====== Task inputs

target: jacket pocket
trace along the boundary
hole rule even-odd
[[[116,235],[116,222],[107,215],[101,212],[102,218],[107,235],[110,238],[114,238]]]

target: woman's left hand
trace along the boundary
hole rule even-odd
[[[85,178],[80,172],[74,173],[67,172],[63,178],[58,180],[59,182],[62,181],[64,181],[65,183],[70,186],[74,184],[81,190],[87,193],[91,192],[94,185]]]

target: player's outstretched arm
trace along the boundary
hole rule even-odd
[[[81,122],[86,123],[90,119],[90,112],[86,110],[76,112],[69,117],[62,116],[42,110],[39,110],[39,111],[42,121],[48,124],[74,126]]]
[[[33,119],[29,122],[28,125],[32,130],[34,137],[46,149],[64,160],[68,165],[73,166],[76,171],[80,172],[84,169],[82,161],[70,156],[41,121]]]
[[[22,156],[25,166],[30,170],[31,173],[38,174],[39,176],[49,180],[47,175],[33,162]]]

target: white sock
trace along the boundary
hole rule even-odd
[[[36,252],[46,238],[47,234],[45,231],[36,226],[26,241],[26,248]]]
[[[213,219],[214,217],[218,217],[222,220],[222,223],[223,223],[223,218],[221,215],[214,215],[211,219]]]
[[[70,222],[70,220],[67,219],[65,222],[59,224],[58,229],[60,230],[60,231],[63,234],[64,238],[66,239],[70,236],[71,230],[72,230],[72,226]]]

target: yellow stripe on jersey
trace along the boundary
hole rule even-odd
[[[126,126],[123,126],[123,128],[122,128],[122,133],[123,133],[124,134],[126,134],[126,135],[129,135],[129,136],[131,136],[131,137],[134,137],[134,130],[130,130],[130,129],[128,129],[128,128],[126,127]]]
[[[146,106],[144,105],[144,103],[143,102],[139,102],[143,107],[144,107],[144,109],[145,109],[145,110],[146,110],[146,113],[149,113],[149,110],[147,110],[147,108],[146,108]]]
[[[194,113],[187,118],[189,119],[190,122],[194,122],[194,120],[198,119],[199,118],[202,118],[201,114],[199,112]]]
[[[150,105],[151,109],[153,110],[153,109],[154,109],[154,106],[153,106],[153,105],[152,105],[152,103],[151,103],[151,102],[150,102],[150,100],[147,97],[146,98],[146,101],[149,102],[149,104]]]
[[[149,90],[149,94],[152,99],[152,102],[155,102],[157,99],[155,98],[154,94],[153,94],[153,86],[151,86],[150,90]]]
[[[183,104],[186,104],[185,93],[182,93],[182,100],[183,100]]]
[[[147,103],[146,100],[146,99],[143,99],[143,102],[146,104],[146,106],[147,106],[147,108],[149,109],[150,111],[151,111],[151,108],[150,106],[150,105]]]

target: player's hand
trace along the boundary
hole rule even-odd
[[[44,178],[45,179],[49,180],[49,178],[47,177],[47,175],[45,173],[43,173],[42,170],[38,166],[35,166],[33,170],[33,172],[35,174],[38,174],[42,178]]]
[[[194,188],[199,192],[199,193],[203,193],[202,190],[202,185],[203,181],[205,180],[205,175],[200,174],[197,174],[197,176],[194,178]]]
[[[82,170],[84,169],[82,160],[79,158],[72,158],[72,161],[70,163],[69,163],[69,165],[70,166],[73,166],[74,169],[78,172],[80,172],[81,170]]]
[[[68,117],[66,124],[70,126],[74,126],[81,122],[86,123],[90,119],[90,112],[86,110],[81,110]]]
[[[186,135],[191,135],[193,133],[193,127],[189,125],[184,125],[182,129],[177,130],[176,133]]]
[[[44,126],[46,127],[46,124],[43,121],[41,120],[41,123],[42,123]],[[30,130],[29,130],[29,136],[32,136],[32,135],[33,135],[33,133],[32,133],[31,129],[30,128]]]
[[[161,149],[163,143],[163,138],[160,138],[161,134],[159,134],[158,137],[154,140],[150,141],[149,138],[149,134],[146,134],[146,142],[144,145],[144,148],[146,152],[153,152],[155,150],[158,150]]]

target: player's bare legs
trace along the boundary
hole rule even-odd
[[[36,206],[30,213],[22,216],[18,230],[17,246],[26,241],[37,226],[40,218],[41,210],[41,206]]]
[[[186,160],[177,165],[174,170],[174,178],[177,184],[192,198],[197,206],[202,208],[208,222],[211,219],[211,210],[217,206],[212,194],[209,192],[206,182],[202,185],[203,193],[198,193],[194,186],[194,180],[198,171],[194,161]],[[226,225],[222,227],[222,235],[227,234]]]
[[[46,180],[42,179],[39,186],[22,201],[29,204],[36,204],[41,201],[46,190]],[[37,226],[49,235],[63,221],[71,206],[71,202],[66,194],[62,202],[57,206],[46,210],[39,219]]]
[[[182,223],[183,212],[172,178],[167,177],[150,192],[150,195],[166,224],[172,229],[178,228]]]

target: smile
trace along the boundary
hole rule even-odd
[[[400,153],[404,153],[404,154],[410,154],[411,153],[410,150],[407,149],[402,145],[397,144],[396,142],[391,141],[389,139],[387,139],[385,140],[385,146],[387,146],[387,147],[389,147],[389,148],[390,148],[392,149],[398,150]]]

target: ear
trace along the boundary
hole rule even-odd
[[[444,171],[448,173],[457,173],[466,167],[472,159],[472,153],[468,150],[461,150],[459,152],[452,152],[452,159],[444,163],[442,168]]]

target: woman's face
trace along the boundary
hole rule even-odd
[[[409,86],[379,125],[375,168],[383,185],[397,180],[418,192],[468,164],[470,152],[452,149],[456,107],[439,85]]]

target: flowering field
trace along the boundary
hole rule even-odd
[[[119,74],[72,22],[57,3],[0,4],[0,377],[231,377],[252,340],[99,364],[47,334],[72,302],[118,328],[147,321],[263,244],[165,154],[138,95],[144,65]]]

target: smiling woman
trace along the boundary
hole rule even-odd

============
====== Task inputs

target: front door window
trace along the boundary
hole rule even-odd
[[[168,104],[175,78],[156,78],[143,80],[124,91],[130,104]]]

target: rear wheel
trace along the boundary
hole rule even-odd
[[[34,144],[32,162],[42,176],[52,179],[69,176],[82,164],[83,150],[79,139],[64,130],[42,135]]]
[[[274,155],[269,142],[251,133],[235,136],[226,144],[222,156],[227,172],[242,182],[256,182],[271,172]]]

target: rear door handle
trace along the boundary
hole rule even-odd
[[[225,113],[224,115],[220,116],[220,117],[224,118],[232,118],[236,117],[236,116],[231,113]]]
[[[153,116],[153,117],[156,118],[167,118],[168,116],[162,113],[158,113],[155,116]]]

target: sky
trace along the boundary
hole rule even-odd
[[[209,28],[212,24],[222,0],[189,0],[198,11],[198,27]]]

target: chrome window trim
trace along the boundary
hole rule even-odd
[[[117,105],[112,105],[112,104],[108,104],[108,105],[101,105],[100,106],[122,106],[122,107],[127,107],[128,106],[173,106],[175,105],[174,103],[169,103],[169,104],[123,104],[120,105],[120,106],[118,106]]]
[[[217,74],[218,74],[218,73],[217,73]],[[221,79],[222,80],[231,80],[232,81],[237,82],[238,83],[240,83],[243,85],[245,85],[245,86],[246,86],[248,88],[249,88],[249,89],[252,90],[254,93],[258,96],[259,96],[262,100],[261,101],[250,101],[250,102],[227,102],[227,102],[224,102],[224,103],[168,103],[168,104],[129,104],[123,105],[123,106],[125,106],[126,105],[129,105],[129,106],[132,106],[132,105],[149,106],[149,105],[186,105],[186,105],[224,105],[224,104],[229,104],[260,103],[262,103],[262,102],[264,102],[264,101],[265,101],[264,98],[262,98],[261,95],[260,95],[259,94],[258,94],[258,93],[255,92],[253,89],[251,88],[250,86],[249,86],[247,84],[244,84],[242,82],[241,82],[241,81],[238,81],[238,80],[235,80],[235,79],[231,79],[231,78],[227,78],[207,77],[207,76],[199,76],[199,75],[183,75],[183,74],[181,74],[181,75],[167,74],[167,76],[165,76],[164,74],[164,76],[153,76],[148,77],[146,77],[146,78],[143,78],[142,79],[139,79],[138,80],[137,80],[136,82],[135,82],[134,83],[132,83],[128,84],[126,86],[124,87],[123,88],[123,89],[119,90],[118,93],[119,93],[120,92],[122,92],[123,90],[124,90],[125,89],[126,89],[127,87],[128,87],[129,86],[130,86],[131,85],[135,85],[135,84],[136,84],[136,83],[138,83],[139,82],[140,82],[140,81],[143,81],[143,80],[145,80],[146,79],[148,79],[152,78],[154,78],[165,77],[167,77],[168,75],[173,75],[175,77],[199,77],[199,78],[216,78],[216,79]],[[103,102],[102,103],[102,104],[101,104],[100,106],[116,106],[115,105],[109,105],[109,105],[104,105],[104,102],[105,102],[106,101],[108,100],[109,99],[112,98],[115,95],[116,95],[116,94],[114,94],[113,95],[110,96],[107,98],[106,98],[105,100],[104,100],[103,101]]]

============
====== Task inputs

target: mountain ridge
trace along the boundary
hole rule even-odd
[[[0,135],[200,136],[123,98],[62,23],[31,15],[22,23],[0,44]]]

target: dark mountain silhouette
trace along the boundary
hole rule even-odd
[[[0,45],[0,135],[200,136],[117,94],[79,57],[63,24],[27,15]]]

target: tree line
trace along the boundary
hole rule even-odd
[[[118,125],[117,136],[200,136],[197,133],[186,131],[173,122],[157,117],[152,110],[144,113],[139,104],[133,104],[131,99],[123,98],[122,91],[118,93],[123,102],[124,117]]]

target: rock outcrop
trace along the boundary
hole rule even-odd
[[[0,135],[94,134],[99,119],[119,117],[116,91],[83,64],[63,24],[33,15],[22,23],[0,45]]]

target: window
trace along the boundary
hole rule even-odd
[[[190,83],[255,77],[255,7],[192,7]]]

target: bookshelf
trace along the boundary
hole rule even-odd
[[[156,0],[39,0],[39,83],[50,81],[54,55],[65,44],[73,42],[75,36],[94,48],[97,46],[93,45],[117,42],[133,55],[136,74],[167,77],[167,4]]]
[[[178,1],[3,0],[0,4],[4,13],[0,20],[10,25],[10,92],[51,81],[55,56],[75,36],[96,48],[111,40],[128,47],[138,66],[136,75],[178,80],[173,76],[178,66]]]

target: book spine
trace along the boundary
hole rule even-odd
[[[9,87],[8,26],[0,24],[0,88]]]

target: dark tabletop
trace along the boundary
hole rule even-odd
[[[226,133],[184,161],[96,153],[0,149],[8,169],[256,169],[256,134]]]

============

### [What is required]
Copy the material from the line with "target: dark mountain silhouette" to the line with "[[[190,83],[255,77],[255,7],[192,7]]]", changing "boundary" to "outline" and leaving everything else the same.

### [Worked solution]
target: dark mountain silhouette
trace along the outline
hole rule even-odd
[[[0,45],[0,135],[200,136],[117,94],[79,57],[63,24],[27,15]]]

target: tree line
trace along the outline
hole rule even-odd
[[[118,125],[117,136],[200,136],[197,133],[186,131],[173,122],[157,117],[152,110],[144,113],[139,104],[133,104],[131,99],[123,98],[122,91],[118,93],[123,102],[124,117]]]

target: rock outcrop
trace along the outline
hole rule even-odd
[[[0,135],[94,134],[99,119],[119,117],[116,91],[83,64],[63,24],[33,15],[22,23],[0,45]]]

target: window
trace along the outline
hole rule even-odd
[[[190,83],[255,77],[255,7],[192,7]]]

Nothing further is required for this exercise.